[Opening Extracted material section]
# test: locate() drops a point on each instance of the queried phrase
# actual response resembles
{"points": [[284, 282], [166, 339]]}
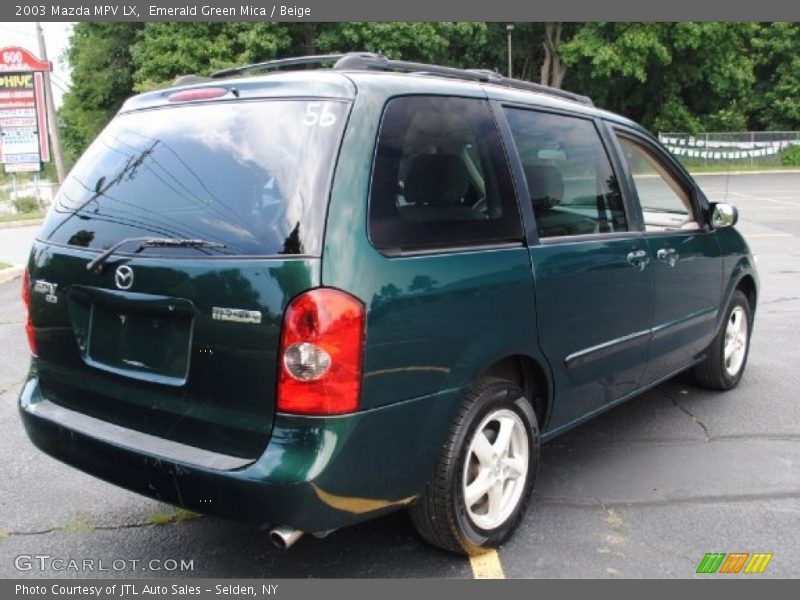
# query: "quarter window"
{"points": [[440, 177], [666, 205], [571, 184]]}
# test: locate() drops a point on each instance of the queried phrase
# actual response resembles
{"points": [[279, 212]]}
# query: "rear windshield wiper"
{"points": [[144, 242]]}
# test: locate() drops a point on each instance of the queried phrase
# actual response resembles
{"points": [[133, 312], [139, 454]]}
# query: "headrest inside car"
{"points": [[436, 179], [545, 186]]}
[Closing Extracted material section]
Task to complete |
From the first line to the last, repeat the entries exactly and leave out the pictures.

Solved exercise |
# test: locate() drops a point on each instance of the queried phrase
# actual response resembles
{"points": [[284, 282], [166, 339]]}
# query: "quarter window"
{"points": [[440, 177], [666, 205], [571, 184]]}
# test: locate() drops a point on each instance of the queried phrase
# actual response resembles
{"points": [[279, 212]]}
# query: "rear windshield wiper"
{"points": [[144, 242]]}
# test: locate() drops a point on each instance of the queried phrase
# actual response resembles
{"points": [[133, 312], [139, 454]]}
# query: "headrest inside car"
{"points": [[436, 179], [545, 186]]}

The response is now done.